(Dataset items)
════
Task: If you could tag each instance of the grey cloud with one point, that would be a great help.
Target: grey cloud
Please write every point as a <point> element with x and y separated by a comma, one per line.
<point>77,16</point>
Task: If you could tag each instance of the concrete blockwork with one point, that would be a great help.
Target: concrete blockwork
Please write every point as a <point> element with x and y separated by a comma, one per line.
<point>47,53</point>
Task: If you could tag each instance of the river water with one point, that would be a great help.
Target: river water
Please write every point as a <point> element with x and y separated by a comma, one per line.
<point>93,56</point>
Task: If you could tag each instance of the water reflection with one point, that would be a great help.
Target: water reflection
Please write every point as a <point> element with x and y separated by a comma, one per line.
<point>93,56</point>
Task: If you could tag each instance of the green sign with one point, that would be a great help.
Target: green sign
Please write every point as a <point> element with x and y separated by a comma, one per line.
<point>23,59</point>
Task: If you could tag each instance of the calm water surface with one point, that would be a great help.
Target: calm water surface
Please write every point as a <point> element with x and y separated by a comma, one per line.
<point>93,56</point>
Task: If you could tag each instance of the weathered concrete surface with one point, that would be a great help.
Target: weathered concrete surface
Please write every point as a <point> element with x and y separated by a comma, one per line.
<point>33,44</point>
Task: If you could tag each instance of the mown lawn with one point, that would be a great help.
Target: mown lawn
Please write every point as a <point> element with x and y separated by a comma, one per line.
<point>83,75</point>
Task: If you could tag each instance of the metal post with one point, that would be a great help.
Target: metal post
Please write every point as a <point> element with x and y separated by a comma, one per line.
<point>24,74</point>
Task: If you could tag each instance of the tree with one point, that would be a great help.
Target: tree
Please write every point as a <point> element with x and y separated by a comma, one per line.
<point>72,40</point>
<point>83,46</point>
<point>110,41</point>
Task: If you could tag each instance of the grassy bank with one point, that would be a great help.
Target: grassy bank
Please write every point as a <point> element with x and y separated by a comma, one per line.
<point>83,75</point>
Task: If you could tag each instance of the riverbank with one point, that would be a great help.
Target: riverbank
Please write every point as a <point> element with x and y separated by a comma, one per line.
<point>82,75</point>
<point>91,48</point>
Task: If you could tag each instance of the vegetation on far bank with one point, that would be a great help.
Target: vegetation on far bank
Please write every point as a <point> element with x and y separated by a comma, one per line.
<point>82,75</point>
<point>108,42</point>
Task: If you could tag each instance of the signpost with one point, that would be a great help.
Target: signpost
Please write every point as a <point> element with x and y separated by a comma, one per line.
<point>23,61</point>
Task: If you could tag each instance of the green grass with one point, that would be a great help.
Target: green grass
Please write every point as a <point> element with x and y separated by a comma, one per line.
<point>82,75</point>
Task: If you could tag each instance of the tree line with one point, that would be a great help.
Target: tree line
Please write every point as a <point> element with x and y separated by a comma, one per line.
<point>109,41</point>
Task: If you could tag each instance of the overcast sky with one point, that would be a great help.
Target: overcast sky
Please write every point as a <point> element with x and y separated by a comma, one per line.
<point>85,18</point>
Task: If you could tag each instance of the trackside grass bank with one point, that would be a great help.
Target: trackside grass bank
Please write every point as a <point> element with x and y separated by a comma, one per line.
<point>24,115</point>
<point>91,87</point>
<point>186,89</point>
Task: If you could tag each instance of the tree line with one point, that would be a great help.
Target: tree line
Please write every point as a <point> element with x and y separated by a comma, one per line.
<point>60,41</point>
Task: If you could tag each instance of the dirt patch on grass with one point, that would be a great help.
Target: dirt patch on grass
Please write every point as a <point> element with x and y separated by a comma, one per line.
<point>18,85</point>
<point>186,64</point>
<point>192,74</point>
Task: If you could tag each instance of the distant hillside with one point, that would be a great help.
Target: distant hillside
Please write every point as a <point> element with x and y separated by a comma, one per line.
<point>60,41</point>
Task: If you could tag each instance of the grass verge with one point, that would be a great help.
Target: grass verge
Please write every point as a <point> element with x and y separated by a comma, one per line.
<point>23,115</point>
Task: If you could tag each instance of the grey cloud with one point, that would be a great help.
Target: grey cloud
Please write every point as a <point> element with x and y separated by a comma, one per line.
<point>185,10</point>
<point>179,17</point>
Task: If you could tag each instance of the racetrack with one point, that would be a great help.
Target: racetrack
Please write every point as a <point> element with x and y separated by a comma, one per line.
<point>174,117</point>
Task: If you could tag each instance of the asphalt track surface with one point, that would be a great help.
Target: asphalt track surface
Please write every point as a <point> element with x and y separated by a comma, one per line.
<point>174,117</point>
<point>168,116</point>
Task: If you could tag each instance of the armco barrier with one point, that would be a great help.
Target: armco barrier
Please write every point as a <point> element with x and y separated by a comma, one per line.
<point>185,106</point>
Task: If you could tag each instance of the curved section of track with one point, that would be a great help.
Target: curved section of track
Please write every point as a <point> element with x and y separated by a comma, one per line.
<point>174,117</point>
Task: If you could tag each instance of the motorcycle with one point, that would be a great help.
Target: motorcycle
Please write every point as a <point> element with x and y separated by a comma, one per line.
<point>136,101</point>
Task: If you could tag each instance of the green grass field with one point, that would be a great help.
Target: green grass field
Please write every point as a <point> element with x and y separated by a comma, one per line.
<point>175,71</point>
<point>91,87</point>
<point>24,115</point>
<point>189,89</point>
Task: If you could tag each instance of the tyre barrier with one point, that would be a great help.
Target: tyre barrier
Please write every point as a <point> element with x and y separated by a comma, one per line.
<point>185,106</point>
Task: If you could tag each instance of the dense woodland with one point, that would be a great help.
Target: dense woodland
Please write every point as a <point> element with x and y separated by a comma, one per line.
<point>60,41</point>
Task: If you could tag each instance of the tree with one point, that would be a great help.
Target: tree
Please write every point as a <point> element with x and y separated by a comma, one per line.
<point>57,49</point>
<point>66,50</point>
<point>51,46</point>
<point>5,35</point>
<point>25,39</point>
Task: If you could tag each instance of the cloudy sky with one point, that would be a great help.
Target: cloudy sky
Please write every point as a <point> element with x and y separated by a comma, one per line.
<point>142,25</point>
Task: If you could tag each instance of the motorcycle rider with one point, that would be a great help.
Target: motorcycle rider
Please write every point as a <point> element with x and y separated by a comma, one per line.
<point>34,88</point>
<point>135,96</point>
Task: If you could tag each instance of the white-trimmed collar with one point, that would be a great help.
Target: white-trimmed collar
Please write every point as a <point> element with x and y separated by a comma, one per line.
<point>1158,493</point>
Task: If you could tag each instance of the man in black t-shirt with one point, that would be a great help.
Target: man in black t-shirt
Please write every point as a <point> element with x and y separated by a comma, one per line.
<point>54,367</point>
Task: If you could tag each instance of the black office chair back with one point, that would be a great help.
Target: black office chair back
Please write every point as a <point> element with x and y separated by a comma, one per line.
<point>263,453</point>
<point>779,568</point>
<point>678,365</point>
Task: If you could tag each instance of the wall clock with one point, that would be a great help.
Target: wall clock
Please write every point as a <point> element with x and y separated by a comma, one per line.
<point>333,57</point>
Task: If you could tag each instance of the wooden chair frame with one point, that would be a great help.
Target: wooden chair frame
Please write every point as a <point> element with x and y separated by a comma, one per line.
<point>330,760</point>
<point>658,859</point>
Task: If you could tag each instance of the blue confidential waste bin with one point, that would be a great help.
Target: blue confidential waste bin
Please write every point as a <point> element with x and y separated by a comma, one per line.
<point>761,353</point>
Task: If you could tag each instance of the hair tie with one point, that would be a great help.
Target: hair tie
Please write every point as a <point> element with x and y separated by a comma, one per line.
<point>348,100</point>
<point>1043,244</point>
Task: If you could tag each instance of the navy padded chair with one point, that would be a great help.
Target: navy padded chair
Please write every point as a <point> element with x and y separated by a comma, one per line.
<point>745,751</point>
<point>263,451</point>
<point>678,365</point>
════
Rescale the records above from the first line through the line that contains "<point>23,59</point>": write every line in that span again, requests included. Multiply each x and y coordinate in the answers by 0.95 and round to whole numbers, rounding halves up.

> [In response]
Task: If you could tag each instance of the grey cloud with one point, that would be a great help.
Target: grey cloud
Please write every point as a <point> element with x and y separated by a comma, one per line.
<point>73,15</point>
Task: If you could tag each instance of the concrete blockwork with one point, that would be a great help.
Target: concrete blockwork
Please write every point as a <point> element with x and y separated by a comma, one per line.
<point>45,50</point>
Task: If you could tag each instance of the river water with one point, that would be a great help.
Target: river water
Please write every point as a <point> element with x and y separated by a comma, one per line.
<point>88,53</point>
Task: If you could tag each instance of the water reflection with one point, that would be a great help.
Target: water reflection
Please write every point as a <point> element with x and y separated by a comma, one per line.
<point>88,53</point>
Task: If you could tag each instance of the green sign with one point, that would be a great help.
Target: green sign
Please write every point as a <point> element with x and y separated by a comma, one per line.
<point>22,56</point>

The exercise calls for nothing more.